Natural-language object grounding data:
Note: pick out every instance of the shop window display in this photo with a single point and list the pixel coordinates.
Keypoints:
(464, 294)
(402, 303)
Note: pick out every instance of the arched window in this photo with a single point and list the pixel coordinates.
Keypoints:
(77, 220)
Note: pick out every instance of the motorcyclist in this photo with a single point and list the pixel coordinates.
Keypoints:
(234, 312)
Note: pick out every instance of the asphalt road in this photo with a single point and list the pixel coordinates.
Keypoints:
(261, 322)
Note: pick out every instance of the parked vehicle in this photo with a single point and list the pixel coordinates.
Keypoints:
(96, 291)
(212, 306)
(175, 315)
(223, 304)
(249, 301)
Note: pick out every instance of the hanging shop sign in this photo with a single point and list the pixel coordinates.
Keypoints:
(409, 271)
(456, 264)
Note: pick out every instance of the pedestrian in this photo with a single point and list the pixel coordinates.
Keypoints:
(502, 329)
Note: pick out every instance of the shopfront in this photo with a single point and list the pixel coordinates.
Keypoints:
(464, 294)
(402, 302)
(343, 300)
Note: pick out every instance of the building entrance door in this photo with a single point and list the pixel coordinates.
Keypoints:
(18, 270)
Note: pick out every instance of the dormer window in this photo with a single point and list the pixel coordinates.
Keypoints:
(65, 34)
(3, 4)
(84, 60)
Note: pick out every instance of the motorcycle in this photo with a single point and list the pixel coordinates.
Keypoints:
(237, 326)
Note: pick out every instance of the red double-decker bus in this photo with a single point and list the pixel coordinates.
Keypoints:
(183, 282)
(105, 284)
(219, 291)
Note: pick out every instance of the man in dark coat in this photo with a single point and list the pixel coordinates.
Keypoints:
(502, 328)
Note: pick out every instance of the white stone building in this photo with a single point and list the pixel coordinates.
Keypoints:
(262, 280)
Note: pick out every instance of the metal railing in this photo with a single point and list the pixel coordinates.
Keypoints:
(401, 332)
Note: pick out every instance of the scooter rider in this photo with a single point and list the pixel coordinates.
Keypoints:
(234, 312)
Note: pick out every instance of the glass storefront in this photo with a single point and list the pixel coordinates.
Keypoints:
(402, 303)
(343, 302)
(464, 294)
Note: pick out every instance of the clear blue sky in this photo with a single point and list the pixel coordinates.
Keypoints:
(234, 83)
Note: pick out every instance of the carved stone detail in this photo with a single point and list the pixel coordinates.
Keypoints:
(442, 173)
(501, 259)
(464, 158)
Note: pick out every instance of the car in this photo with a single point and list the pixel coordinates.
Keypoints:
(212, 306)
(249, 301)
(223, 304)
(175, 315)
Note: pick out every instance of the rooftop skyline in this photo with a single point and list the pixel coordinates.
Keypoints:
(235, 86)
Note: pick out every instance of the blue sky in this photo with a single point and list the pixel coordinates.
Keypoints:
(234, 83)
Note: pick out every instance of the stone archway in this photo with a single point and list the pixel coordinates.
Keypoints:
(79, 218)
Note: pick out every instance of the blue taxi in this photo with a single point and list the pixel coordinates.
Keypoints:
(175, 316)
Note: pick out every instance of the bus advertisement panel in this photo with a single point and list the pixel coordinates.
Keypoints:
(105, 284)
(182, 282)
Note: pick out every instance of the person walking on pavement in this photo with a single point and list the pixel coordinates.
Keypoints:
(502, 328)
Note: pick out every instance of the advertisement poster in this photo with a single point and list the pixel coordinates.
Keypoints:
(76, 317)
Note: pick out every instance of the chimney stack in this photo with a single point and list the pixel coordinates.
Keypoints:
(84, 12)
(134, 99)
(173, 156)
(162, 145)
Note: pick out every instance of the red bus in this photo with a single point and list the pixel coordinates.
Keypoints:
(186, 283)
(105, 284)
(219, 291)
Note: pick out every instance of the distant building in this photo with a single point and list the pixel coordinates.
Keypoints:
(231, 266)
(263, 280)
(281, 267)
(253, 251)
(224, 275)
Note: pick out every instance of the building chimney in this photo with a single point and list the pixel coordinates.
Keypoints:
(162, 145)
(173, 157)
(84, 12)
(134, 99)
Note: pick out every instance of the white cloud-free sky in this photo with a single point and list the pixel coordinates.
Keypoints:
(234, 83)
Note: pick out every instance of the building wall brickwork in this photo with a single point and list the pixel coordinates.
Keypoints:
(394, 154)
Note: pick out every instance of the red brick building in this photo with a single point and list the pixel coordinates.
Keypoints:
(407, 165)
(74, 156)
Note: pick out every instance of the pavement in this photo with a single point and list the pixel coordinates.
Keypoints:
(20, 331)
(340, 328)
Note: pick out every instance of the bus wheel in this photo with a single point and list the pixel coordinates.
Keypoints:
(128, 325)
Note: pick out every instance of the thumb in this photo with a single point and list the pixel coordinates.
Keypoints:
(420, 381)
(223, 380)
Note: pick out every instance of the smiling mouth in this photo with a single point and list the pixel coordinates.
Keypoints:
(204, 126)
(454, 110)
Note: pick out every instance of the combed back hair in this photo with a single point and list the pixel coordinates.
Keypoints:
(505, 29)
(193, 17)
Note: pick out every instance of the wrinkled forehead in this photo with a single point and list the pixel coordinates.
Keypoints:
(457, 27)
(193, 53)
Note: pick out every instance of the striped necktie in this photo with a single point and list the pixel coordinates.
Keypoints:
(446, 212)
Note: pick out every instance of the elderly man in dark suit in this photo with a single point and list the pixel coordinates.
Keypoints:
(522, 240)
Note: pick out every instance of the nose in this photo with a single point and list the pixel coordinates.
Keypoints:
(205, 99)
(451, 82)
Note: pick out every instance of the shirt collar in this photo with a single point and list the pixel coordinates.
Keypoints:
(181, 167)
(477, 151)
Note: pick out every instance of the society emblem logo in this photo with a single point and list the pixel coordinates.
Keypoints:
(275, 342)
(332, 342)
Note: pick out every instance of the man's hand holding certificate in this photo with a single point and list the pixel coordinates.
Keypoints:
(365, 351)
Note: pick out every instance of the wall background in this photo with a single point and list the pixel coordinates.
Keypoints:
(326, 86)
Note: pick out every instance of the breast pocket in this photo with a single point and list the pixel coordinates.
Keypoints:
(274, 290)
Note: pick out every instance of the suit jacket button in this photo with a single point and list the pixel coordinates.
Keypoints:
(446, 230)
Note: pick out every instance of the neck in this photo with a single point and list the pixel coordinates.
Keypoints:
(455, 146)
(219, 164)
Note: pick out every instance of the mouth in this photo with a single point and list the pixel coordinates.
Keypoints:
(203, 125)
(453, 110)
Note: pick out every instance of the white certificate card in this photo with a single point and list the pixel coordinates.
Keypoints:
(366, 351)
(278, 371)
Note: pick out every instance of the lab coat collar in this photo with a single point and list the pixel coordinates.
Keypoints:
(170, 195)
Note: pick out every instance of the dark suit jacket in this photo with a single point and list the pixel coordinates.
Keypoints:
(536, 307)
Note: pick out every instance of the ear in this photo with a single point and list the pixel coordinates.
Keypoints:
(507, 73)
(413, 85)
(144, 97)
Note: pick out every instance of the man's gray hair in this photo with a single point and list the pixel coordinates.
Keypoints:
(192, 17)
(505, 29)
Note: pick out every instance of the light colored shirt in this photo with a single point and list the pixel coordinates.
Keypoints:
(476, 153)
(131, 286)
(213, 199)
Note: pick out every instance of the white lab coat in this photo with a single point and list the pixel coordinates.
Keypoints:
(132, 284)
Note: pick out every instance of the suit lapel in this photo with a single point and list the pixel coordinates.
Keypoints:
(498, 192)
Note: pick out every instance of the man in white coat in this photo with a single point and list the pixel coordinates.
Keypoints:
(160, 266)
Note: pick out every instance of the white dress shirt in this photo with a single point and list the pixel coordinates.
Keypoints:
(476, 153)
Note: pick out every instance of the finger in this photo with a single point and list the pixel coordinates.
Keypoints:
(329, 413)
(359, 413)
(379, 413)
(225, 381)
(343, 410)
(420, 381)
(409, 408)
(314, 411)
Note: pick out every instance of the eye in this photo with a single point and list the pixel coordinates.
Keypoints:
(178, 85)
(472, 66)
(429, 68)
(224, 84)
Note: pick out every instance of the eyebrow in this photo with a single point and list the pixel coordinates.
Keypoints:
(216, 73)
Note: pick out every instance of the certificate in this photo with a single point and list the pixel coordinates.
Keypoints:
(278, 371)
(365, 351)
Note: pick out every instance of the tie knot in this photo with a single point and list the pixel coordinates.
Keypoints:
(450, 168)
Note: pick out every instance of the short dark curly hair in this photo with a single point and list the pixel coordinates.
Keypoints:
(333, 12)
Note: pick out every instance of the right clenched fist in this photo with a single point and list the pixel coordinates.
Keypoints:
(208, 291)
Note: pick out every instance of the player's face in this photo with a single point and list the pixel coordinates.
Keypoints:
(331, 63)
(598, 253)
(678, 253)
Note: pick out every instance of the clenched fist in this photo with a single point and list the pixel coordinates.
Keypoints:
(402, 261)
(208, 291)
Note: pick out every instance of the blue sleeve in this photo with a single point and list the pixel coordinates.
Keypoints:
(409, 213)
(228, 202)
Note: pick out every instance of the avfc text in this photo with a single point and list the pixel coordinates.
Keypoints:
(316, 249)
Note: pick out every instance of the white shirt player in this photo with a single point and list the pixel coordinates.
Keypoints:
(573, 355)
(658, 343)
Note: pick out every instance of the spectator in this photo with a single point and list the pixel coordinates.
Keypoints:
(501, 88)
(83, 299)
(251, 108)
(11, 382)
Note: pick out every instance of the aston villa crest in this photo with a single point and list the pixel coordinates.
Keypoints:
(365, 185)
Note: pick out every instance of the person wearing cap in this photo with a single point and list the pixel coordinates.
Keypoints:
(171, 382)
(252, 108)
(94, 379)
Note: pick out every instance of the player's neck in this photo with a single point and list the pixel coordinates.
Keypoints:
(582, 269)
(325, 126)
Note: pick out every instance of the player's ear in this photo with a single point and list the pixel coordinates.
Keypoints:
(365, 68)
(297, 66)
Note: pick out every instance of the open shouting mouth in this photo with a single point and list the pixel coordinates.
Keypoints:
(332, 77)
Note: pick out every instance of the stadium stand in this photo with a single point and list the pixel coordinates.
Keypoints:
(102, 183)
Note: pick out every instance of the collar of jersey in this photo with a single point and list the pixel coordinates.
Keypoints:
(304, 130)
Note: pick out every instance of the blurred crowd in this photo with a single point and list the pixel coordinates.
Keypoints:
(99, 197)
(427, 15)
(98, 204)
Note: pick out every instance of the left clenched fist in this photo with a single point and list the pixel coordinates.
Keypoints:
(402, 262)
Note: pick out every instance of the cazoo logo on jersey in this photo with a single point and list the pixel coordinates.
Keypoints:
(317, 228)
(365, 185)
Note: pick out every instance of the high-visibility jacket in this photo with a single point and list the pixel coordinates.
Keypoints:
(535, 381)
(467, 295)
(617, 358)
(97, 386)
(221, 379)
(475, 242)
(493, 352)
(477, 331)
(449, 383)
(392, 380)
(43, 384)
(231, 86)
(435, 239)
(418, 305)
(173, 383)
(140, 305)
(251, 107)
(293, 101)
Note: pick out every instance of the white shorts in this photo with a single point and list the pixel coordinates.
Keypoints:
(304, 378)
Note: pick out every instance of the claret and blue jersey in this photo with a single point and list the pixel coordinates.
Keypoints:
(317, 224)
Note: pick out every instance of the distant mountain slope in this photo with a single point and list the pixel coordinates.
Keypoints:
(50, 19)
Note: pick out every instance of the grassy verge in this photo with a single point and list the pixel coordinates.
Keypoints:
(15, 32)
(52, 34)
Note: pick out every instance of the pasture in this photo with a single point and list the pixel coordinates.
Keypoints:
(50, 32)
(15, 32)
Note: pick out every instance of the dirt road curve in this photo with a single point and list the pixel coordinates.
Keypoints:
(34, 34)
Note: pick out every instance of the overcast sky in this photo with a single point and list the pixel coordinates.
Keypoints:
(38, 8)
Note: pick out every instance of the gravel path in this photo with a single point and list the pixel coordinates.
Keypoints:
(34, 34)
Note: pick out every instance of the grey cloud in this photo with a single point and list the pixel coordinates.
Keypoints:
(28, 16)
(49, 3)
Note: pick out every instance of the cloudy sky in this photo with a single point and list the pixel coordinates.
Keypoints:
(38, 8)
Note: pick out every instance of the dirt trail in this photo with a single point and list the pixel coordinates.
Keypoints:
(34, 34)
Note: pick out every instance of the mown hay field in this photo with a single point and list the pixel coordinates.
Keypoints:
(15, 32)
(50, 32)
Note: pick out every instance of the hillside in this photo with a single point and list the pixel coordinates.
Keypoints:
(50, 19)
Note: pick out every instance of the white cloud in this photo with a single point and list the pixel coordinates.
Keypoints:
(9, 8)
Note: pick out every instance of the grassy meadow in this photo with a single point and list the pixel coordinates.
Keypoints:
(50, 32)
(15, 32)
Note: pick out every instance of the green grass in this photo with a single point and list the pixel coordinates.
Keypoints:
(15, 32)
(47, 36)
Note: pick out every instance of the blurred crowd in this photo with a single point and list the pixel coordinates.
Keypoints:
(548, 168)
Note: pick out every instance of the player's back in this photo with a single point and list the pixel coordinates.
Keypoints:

◆ Work item
Only one stretch of the data above is needed. Restate it word for word, from the line containing "Note: pick out every instance of the clear" through the line containing "Note: pick out every instance of the car in", both ends included.

◆ Expected answer
Note: pick out every instance of the clear blue sky in this photo with a single point and list the pixel coordinates.
Keypoints:
(234, 83)
Note: pick out every instance of the carved stone detail in this photo with a single point and list the pixel coordinates.
Keypoints:
(442, 173)
(501, 259)
(464, 158)
Note: pick out every instance of the car in this photo with a single point and list the pixel coordinates.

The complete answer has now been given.